» **Yazılı Problem**
Aşağıdaki psikopati metnine göre, psikopatların gerçekten suçlu hissetmediği nereden anlaşılabilir?

» **Alıntılanan Metin**
- - -

Psikopati bir güç meselesidir. Psikopatlar kendilerini tüm güçlü yani güçleri herşeye yeter hissederler. Herşeye hakları olduğuna inanırlar. İnsanları kullanabilir, aldatabilir, sömürebilir ancak bundan asla en ufacık bir utanç ve suçluluk hissetmezler. İnsanı insan yapan suçluluk duygusu onların yetiştiği topraklara uğramamıştır. Suçluluk hissediyormuş gibi görünebilirler. Bu da büyük yanıltıcı olur. Aslında gerçekten suçlu hissetmediklerini aynı acı verici davranışları tekrar tekrar yaptıklarında anlayabilirsiniz. Her zaman haklı oldukları için kendilerince mutlaka haklı bir gerekçeleri vardır. Eylemlerinin yarattıkları sonuçların sorumluluğunu asla üstlenmezler. Örneğin size aşıkmış gibi davranan bir psikopat sizi aldattığında ve bu durumla onu yüzleştirdiğinizde “Biz sevgili değildik ki. Sen beni yanlış anlamışsın. Ben sadece seni arkadaşça seviyorum. O yüzden yanındayım” diyebilir. Ancak aynı zamanda sevgili olmanın tüm gereklerini -örneğin cinsel yakınlık içinde olmayı da- arsızca gerçekleştiriyor olabilir. Sizi algılarınızda şüpheye düşürmekte, modern tabiriyle “gaslihting” yapmak psikopatların bir numaralı savunmalarındandır.

- - -

» **Verilen Bilgiler**
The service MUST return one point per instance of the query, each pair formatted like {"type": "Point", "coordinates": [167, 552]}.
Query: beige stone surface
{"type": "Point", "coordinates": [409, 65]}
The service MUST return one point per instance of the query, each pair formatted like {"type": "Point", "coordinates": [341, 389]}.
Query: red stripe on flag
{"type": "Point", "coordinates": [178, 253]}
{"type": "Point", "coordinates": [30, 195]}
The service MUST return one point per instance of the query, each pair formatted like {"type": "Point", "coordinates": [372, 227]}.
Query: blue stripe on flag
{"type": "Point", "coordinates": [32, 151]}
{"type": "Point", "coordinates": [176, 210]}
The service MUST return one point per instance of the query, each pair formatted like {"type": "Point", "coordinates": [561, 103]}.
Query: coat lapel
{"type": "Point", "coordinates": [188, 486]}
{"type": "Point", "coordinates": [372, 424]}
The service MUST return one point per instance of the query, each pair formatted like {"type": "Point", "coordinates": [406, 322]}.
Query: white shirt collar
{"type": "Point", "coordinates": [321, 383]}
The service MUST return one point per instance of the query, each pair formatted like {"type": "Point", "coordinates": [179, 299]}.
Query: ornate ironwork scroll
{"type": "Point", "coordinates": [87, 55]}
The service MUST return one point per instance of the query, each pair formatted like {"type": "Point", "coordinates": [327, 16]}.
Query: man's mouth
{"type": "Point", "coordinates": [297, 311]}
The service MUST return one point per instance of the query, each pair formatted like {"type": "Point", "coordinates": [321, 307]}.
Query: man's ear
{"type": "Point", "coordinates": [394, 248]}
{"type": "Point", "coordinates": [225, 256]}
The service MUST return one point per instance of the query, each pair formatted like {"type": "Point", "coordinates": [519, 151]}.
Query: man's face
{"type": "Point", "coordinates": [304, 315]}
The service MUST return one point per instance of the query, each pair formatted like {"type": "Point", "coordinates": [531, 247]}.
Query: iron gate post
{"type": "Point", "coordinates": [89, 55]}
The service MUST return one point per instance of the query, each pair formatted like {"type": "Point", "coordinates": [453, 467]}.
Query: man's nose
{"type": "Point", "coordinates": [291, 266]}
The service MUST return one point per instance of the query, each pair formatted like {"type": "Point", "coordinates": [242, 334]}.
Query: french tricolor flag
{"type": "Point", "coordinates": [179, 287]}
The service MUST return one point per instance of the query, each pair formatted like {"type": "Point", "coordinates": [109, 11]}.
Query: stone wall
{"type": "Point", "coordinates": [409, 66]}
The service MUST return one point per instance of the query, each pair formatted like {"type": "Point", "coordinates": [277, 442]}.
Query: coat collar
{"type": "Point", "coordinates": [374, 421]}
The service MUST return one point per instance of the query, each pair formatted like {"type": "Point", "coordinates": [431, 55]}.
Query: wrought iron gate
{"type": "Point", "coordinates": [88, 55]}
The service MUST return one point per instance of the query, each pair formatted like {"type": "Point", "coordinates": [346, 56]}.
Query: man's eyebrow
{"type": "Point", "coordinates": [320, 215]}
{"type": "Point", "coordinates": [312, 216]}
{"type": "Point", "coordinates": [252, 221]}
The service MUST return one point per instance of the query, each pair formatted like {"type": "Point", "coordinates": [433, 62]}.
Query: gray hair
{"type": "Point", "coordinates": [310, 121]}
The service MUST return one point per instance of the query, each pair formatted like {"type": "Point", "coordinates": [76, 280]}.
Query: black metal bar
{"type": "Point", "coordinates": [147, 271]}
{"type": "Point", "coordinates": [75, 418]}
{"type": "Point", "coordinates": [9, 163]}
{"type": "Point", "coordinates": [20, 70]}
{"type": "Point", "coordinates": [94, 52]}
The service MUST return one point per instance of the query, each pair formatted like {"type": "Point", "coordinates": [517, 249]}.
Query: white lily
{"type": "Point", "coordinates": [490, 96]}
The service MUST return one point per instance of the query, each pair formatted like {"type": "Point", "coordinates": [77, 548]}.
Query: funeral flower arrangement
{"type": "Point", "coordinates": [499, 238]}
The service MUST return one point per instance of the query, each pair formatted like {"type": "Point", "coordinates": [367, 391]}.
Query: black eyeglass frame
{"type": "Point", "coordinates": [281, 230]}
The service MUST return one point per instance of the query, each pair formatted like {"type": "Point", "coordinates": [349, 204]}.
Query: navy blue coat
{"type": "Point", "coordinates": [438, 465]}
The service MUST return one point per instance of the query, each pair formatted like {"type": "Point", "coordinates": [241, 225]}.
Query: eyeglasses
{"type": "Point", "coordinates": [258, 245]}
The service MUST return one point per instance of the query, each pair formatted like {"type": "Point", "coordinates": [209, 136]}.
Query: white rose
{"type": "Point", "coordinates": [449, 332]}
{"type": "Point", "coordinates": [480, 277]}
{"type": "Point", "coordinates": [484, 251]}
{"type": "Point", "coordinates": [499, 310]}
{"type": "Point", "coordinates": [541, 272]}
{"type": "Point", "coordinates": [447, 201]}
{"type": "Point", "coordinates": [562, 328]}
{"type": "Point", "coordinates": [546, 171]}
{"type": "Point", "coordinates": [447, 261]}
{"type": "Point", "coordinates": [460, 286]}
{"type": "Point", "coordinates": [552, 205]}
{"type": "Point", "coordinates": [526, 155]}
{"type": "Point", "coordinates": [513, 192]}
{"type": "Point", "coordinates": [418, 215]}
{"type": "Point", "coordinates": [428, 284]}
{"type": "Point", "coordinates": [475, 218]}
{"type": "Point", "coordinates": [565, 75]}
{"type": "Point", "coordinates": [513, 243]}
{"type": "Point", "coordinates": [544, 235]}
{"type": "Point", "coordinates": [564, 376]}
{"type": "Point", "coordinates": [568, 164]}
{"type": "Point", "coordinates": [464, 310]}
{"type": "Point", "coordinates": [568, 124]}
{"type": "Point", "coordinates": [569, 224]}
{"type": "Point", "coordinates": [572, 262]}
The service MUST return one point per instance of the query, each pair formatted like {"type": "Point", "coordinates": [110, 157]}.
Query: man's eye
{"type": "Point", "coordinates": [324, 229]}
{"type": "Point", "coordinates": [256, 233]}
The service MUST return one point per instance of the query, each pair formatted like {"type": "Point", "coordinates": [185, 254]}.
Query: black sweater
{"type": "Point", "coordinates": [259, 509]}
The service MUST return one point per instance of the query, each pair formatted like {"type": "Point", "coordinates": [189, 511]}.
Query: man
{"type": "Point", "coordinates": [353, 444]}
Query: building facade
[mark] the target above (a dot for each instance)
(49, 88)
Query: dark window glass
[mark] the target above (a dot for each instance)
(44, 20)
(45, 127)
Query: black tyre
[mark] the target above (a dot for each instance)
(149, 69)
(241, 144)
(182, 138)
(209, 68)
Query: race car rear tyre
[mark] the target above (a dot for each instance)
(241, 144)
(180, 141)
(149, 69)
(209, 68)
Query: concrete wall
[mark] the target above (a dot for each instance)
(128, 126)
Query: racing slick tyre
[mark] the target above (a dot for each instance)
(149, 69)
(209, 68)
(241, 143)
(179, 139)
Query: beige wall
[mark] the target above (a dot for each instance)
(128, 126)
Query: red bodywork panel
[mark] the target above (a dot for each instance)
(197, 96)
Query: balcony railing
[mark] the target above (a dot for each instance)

- - -

» **Alıştırma Yanıtı**
Aynı acı verici davranışları tekrar tekrar yapmalarından anlaşılabilir.